## Task requirements
Reproduce the top of the data verbatim, through and including the line that contains "Target = window shutter".

Point localization data

_ _ _ _

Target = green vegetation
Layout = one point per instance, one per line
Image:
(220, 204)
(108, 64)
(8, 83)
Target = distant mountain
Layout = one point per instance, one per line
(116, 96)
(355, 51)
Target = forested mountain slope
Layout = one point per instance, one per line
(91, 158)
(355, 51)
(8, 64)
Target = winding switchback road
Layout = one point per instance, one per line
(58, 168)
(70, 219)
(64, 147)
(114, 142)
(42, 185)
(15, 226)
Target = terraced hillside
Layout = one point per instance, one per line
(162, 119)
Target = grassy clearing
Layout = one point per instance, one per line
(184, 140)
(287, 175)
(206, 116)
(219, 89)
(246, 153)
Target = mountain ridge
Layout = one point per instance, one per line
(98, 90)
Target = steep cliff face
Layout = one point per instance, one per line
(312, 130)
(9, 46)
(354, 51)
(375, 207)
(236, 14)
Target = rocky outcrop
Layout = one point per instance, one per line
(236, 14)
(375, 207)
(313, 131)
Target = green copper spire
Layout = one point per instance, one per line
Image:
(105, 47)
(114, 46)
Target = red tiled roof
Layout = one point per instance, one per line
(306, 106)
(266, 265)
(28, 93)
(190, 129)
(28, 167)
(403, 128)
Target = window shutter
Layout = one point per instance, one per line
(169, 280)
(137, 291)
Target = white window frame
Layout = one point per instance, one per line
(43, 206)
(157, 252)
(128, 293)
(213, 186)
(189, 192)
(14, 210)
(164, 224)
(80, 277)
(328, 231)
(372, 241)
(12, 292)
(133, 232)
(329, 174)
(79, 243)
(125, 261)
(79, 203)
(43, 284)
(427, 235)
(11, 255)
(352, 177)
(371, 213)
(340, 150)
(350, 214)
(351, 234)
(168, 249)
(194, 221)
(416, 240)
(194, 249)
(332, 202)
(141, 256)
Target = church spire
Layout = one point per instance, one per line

_ _ _ _

## Response to the task
Target = green vegetation
Layout = one point per instance, one per line
Image:
(220, 204)
(108, 64)
(8, 83)
Target = distant mountain
Layout = one point per instance, one per line
(116, 96)
(355, 51)
Target = forested mountain slope
Layout = one point per instance, one per line
(91, 158)
(355, 51)
(8, 64)
Target = winding switchback road
Layout = one point per instance, one per line
(58, 168)
(70, 219)
(64, 147)
(114, 142)
(42, 185)
(15, 226)
Target = terraced hillside
Layout = one point per instance, one per line
(162, 119)
Target = grassy clearing
Layout = one point per instance, one per line
(184, 140)
(287, 175)
(206, 116)
(219, 89)
(246, 153)
Target = mountain ridge
Layout = one point per instance, one per line
(98, 90)
Target = steep cliff face
Layout = one point per instance, one per line
(312, 130)
(9, 46)
(354, 51)
(375, 207)
(236, 14)
Target = rocky outcrop
Layout = one point per instance, one per line
(236, 14)
(375, 207)
(313, 131)
Target = green copper spire
Layout = one point per instance, one per line
Image:
(105, 47)
(114, 46)
Target = red tiled roof
Layout = one point per instance, one per line
(306, 106)
(266, 265)
(28, 93)
(190, 129)
(28, 167)
(403, 128)
Target = window shutter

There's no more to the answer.